## GIVEN INSTRUCTION
Can you arrange the listing below as a two-column CSV with the headers "text" and "answer", one row apiece, putting each field in quotes and turning its line breaks into spaces?

## ENTRIES SUPPLIED
************

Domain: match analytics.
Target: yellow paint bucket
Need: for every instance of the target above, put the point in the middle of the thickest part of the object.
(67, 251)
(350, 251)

************

## ANSWER TO THE PROBLEM
text,answer
"Domain: match analytics. Target: yellow paint bucket Need: for every instance of the target above, put the point in the middle of the thickest part of the object.","(67, 251) (350, 251)"